Goal:
Could you gather every line in the material below that contains the word "water", copying each one unchanged?

Material:
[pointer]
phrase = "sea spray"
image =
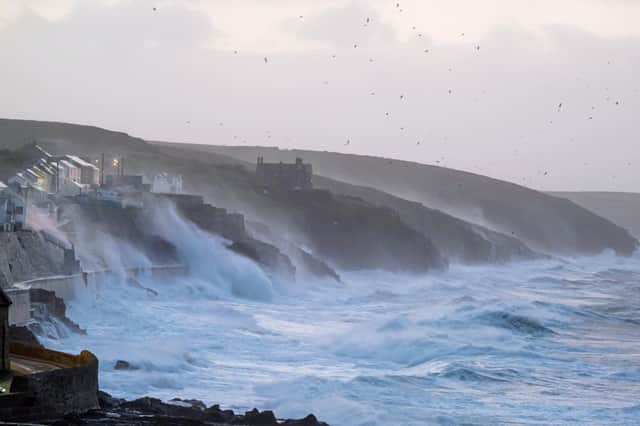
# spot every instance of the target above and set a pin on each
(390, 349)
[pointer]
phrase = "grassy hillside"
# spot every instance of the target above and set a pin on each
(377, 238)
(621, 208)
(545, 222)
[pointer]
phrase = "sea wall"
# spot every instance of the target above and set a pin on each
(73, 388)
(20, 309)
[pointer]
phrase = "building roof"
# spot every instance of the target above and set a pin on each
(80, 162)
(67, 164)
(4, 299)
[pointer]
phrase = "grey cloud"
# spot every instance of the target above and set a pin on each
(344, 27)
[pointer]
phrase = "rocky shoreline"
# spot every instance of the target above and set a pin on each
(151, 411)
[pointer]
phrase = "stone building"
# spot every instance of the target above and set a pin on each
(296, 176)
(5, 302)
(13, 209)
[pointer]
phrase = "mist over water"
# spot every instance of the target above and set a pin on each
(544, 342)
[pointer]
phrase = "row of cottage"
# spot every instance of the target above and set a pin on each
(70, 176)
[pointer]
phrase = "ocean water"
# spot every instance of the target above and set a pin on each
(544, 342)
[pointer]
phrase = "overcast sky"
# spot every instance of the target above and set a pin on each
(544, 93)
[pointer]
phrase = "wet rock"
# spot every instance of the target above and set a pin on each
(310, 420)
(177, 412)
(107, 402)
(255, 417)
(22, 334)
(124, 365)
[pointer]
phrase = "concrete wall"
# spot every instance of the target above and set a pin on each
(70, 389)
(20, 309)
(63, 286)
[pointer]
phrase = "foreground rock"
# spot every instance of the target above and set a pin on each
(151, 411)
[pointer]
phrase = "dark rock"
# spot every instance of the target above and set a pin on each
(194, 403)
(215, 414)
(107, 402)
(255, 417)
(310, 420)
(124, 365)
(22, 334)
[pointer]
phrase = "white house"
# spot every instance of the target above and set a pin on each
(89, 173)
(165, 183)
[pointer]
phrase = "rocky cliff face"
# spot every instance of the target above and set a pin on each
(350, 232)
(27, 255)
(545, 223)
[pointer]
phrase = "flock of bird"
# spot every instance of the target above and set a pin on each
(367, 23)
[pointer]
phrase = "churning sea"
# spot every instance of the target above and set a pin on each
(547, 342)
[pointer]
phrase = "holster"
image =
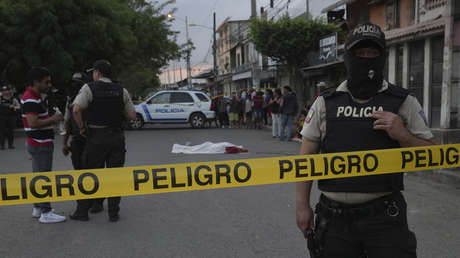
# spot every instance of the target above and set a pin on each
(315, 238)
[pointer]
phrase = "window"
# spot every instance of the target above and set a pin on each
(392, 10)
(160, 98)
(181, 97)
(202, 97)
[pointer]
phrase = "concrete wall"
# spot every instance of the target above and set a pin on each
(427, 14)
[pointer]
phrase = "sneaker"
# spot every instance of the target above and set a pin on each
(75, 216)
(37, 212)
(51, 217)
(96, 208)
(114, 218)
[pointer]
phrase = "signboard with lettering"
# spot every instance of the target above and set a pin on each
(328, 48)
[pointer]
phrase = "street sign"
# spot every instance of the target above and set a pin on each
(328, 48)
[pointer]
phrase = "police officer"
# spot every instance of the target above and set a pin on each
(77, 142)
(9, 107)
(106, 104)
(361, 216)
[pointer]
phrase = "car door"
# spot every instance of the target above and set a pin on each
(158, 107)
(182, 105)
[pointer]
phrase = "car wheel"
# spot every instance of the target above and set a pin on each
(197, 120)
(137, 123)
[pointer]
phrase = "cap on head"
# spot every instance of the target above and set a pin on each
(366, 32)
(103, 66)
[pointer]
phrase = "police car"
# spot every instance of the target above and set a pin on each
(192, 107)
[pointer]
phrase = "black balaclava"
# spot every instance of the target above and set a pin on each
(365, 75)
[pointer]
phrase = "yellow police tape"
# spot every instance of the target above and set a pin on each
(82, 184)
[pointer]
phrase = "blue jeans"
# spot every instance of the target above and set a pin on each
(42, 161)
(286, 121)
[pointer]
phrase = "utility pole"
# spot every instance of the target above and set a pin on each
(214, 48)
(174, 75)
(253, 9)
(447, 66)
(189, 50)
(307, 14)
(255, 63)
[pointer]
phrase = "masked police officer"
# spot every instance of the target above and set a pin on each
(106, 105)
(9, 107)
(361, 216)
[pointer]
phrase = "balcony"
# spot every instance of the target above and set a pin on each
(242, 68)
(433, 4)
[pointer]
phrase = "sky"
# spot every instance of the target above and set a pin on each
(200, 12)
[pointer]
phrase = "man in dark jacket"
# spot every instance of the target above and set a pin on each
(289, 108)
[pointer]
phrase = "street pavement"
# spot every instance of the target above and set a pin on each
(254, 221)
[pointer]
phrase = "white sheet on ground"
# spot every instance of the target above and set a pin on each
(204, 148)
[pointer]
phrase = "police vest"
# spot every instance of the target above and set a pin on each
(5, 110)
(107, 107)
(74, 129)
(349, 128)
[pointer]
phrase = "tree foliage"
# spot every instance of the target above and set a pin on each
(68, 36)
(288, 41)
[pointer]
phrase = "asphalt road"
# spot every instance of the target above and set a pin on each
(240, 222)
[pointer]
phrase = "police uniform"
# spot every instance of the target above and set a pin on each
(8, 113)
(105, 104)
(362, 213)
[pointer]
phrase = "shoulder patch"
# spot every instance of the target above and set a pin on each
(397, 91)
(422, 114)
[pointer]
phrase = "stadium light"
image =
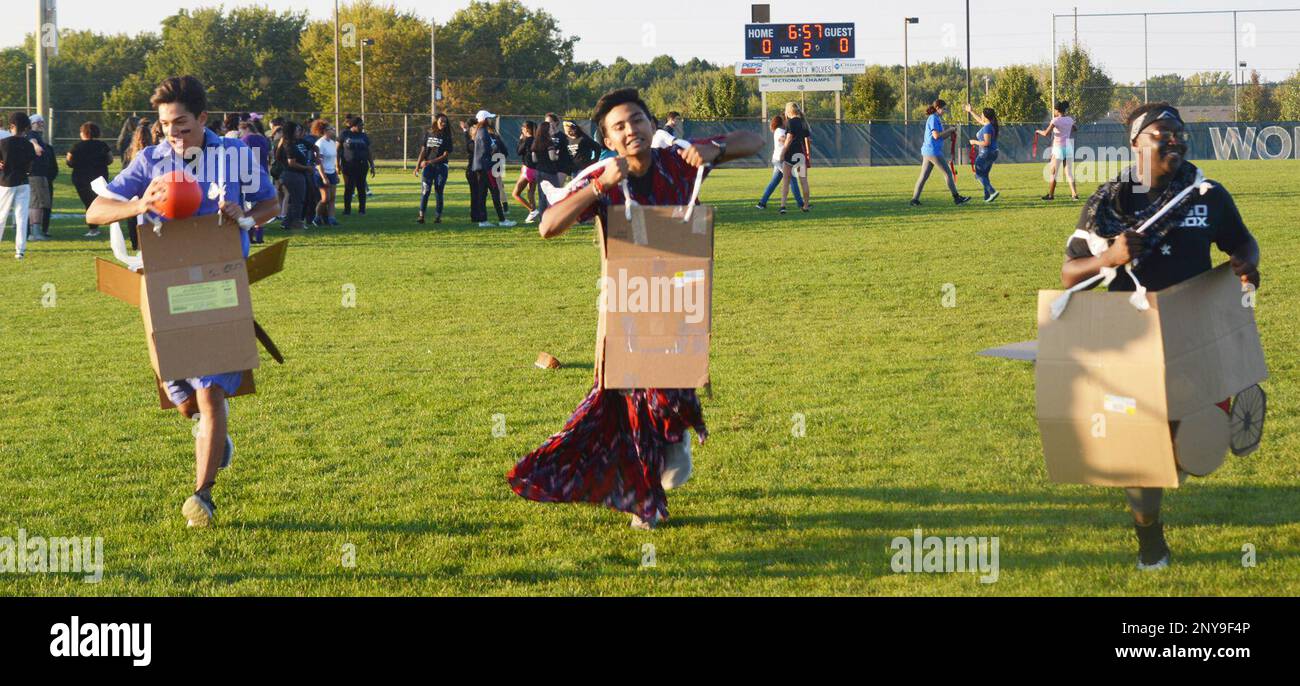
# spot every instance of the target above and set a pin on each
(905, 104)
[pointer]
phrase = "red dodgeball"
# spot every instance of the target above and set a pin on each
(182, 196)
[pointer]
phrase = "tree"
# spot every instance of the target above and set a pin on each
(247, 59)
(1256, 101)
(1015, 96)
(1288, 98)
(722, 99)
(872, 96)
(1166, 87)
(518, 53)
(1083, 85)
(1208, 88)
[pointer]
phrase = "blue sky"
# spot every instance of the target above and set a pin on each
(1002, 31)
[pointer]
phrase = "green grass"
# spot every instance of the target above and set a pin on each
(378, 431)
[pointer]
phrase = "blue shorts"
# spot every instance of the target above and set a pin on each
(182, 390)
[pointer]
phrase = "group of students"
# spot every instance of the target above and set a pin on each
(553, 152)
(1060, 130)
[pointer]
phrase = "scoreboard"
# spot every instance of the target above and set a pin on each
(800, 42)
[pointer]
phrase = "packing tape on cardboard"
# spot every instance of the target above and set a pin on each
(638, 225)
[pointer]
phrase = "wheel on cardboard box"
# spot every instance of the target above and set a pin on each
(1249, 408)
--
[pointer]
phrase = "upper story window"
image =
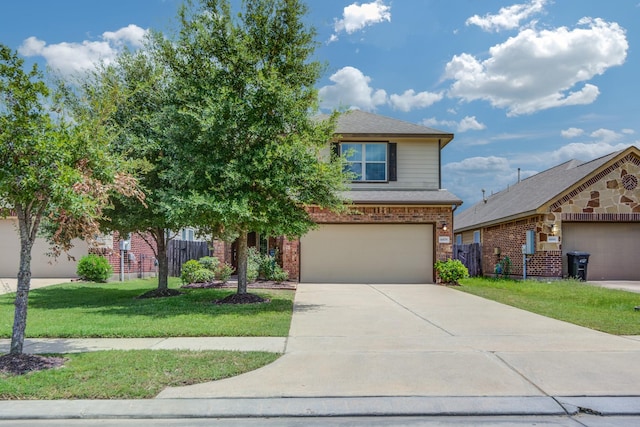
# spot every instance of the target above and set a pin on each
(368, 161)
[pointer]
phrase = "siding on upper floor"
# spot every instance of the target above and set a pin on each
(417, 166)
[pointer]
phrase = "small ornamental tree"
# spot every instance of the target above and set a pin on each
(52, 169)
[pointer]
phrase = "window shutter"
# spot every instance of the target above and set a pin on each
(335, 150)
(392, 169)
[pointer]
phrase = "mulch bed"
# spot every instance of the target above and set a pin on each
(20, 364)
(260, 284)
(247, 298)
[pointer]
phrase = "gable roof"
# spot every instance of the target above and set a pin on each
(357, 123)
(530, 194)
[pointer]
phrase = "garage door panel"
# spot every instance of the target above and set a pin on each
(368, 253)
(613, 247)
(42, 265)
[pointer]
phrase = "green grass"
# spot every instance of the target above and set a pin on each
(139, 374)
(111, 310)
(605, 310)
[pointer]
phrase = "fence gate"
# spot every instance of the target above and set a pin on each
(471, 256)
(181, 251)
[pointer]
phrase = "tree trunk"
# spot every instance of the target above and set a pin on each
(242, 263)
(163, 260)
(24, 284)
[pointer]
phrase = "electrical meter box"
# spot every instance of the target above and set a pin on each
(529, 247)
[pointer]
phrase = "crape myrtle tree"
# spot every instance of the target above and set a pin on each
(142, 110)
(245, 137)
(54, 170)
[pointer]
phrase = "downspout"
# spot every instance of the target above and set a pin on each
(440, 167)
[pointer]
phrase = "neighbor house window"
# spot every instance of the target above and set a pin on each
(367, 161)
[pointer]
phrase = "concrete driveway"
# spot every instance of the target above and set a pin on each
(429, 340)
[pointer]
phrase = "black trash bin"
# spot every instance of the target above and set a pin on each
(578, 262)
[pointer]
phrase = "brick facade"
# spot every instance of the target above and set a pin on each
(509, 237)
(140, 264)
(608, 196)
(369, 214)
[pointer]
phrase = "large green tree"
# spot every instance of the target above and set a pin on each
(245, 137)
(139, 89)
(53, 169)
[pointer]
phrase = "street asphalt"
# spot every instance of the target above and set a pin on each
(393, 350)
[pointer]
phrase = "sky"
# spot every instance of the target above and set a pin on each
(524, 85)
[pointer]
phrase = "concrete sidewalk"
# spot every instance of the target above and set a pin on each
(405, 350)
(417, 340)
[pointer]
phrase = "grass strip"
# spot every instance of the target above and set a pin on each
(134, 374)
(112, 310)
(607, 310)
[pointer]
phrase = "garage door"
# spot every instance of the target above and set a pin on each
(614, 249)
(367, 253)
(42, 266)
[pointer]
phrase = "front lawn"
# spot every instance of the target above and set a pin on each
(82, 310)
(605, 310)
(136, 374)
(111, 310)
...
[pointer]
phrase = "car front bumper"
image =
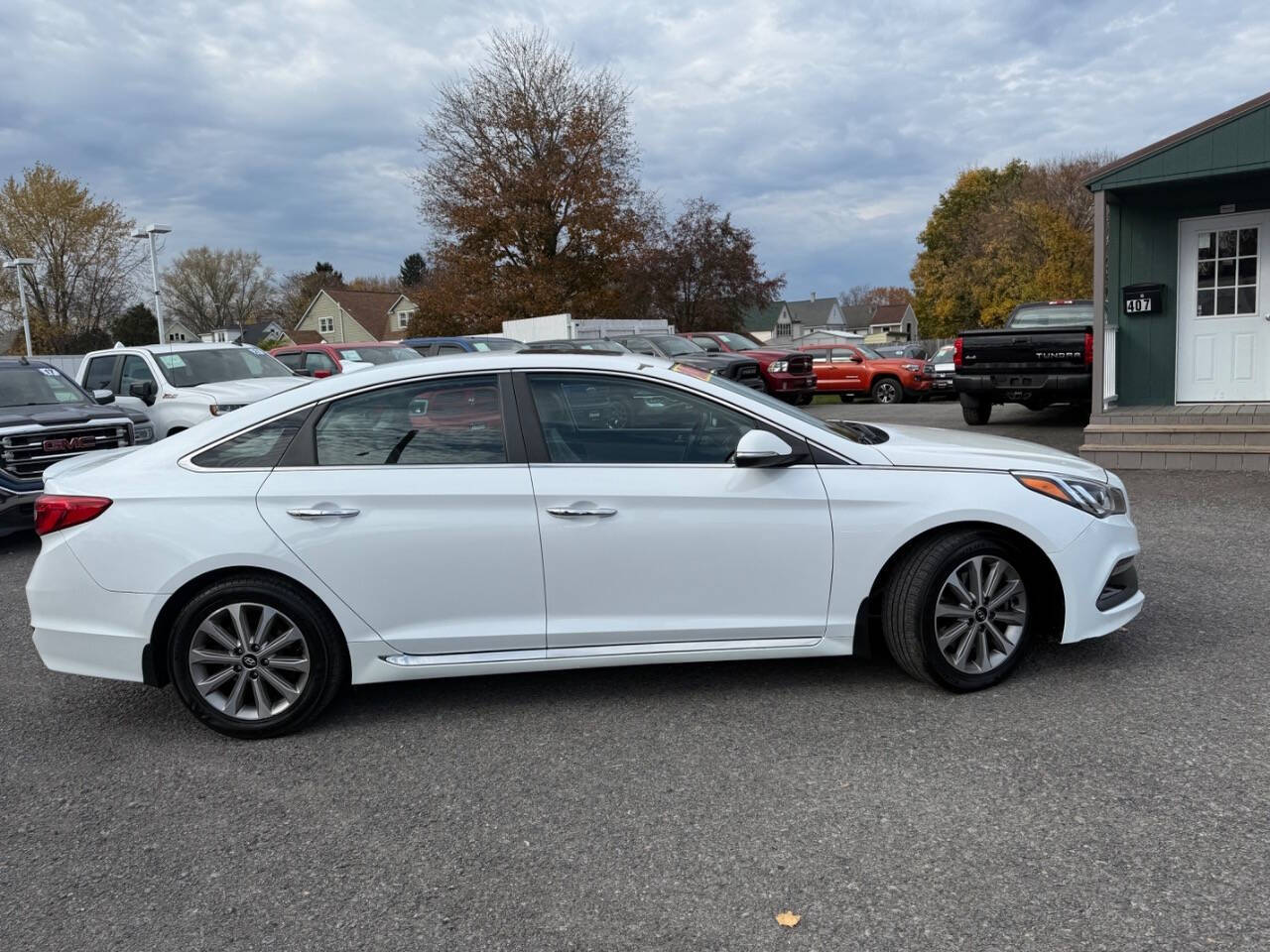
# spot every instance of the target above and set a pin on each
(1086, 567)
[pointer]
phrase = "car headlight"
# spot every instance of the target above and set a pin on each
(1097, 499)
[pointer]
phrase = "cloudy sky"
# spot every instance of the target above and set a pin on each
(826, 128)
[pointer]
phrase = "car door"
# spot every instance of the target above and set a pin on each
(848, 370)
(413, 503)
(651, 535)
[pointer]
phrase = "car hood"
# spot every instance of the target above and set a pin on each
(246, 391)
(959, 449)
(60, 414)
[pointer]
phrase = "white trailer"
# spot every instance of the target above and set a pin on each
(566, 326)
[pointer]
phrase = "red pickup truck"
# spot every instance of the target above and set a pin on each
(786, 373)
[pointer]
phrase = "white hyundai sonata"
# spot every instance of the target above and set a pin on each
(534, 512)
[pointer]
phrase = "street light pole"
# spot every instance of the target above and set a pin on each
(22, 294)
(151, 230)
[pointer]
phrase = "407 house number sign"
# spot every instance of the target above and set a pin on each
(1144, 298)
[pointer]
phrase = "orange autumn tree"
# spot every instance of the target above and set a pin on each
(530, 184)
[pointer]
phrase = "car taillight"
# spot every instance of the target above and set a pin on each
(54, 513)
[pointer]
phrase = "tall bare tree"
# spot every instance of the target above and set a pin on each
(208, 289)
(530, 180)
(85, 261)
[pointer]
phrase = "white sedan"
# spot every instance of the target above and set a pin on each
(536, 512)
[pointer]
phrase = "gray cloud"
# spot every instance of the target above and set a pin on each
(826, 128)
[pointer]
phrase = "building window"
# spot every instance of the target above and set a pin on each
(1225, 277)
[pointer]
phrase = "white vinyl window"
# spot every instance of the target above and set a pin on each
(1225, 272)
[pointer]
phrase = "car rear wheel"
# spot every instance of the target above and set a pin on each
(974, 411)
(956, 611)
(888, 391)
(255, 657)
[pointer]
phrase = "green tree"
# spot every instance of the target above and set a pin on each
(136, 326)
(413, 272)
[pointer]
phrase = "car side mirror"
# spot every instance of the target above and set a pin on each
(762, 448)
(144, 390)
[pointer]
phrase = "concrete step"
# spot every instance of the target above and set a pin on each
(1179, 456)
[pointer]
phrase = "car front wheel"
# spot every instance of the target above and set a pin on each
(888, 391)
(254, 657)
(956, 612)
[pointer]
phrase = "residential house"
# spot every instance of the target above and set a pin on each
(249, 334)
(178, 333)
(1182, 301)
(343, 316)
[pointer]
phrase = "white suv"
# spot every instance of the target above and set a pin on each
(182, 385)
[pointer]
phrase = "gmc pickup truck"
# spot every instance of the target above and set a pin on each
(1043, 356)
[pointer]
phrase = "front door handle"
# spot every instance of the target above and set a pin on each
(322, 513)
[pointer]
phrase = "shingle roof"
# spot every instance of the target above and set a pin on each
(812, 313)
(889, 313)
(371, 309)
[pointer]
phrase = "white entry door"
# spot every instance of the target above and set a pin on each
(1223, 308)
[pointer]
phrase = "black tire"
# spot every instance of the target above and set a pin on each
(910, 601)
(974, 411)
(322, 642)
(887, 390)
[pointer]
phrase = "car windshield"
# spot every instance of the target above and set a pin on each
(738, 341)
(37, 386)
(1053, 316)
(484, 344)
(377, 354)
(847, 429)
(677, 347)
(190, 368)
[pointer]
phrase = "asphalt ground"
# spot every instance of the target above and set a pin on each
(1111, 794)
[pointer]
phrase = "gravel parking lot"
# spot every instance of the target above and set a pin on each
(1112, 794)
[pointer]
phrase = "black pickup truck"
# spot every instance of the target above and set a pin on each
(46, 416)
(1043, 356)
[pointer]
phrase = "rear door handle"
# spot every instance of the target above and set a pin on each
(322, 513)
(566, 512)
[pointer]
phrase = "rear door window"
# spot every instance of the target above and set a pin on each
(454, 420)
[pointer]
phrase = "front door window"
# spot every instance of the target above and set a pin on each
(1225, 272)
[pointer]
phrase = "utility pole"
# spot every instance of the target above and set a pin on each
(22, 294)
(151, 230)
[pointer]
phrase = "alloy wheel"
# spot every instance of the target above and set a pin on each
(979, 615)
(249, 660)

Solution to the exercise:
phrase = "mist over water"
phrase = "ocean water"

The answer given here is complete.